Given request
Rescale part of the listing below. Begin at the line that contains "Task: where can the green" and stop after the line that contains "x=297, y=119". Rewrite only those lines, requests included, and multiply each coordinate in the answers by 2.35, rounding to whole numbers with halves going up. Leave out any pictures.

Coordinate annotation records
• • • • •

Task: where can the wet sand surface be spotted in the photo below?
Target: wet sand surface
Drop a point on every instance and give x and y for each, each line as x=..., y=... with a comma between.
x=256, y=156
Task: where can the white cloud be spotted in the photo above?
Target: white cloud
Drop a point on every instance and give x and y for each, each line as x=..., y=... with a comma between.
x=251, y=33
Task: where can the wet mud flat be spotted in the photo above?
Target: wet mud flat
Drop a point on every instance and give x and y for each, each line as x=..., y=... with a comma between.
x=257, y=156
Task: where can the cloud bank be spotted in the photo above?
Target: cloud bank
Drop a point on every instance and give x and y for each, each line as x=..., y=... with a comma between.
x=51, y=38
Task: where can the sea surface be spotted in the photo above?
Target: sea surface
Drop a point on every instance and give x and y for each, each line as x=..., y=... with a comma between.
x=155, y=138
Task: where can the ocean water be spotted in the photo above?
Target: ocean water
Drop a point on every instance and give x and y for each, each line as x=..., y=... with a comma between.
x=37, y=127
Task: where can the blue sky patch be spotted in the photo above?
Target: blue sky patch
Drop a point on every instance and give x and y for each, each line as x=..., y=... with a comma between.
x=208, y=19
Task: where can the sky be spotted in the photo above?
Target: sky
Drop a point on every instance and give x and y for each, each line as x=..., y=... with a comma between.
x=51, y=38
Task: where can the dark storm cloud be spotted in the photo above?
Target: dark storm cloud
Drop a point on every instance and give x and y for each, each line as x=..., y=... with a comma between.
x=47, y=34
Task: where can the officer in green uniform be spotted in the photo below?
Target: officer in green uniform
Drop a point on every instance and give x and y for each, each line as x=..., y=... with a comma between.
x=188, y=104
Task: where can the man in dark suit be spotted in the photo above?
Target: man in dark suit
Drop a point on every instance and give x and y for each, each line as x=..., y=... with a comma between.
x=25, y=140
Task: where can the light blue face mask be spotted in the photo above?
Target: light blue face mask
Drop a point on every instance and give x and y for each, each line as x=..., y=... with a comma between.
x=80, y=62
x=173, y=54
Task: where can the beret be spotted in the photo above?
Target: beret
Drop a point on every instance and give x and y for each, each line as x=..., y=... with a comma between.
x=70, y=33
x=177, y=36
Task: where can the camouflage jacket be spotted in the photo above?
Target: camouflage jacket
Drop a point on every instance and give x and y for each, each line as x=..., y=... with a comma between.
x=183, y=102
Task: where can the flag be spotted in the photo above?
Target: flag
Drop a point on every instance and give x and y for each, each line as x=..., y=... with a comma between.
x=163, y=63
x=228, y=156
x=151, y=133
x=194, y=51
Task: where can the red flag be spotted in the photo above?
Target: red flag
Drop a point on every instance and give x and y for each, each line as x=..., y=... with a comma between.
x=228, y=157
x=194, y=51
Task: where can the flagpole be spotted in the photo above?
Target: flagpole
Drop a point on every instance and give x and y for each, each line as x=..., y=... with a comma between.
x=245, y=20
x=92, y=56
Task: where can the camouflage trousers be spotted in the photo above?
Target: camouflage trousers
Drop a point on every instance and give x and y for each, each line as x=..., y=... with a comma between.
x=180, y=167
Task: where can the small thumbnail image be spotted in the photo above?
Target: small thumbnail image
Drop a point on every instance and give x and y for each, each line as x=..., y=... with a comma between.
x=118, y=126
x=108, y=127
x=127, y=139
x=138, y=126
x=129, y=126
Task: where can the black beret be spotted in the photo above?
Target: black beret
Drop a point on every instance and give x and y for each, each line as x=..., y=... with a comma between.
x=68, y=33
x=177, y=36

• • • • •

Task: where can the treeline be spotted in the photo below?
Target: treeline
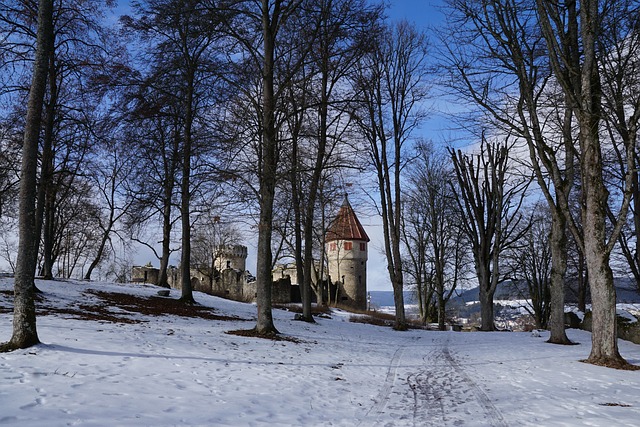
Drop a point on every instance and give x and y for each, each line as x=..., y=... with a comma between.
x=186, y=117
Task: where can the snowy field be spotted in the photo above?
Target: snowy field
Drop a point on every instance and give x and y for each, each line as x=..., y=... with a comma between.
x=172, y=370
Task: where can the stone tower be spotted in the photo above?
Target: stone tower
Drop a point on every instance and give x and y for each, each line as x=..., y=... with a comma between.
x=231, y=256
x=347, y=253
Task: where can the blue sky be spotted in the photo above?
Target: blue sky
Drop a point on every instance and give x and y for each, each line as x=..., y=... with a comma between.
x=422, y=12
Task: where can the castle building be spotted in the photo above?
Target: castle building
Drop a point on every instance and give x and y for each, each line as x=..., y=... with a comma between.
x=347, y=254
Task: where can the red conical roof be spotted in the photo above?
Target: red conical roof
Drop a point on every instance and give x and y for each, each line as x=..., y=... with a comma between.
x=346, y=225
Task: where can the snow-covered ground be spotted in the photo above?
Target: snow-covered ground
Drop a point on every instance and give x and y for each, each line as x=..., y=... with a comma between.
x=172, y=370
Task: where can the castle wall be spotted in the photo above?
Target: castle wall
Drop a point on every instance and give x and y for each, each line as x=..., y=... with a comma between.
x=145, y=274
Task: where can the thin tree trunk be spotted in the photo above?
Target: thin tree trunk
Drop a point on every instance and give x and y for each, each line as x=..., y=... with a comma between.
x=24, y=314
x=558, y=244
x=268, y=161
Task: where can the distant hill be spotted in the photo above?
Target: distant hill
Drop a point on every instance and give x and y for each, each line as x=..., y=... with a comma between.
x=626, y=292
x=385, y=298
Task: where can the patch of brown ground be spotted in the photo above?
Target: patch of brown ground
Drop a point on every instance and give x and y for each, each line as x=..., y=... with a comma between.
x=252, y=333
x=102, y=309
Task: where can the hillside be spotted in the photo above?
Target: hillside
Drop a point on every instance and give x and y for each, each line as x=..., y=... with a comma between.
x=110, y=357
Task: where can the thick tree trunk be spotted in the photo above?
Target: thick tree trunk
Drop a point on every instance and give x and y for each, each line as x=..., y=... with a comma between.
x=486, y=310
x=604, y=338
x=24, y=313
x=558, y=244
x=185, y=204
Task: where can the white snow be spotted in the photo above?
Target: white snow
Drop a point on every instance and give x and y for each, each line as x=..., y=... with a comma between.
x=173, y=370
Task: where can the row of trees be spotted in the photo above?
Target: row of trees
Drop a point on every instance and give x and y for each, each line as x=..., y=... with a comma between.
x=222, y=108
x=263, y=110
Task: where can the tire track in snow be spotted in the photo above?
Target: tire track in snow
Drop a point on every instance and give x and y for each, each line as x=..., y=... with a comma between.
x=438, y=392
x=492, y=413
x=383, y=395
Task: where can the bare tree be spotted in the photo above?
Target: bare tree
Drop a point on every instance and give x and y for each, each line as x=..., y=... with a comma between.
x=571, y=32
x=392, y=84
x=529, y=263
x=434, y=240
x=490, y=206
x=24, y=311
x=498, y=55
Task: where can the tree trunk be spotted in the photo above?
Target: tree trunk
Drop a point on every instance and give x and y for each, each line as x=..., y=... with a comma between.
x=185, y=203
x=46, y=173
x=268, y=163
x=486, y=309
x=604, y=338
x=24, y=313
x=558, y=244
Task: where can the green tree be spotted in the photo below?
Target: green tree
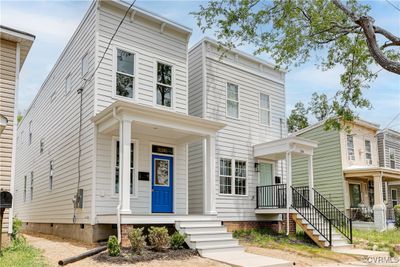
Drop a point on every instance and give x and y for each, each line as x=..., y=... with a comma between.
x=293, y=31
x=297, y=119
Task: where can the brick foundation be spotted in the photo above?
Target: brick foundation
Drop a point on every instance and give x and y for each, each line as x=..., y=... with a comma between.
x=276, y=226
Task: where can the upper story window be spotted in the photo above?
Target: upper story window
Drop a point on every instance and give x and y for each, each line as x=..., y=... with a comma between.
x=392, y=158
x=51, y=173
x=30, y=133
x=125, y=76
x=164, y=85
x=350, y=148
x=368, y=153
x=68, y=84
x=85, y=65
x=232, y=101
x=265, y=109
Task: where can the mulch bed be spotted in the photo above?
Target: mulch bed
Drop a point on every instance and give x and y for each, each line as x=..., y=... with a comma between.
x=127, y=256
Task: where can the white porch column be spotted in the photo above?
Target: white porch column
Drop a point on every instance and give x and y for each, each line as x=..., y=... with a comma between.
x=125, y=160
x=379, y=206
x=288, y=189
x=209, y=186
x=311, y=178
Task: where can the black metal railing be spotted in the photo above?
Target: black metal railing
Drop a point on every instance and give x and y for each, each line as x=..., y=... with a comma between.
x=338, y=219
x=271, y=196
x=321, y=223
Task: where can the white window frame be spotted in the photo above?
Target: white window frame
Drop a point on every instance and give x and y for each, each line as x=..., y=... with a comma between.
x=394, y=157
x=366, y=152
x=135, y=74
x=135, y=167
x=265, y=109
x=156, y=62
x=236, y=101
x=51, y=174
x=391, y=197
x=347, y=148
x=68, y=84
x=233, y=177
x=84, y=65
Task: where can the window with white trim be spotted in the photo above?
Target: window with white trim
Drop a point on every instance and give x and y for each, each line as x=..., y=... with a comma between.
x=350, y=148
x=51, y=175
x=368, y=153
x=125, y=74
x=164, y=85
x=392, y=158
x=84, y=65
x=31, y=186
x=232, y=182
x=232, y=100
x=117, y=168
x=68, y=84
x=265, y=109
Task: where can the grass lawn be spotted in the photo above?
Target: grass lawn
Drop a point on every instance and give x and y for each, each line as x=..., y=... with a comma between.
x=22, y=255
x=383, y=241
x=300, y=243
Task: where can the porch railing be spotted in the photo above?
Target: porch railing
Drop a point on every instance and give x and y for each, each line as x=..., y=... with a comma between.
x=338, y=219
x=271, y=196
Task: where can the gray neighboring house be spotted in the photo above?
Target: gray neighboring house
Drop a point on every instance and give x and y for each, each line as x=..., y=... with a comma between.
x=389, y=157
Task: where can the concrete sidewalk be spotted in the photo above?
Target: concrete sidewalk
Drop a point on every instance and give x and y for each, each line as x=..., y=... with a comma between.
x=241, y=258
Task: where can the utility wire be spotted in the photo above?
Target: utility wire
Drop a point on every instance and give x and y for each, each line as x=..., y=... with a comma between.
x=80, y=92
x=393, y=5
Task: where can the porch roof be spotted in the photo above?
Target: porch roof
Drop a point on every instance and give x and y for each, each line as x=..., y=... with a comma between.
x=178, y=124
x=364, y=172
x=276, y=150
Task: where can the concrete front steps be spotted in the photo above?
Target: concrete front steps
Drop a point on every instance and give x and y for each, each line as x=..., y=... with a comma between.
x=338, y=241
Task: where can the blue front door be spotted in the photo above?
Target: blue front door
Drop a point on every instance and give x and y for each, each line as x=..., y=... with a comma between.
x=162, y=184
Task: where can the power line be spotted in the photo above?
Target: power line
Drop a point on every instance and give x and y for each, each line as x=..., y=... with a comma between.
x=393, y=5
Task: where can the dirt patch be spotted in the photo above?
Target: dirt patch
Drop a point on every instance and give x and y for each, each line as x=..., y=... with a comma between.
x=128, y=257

• • • • •

Problem solution
Task: where can the green tree be spotted in the photo below?
Target: green tree
Drop a point on every instance and give x and y for each, each line as x=..., y=... with a comma between.
x=689, y=73
x=698, y=280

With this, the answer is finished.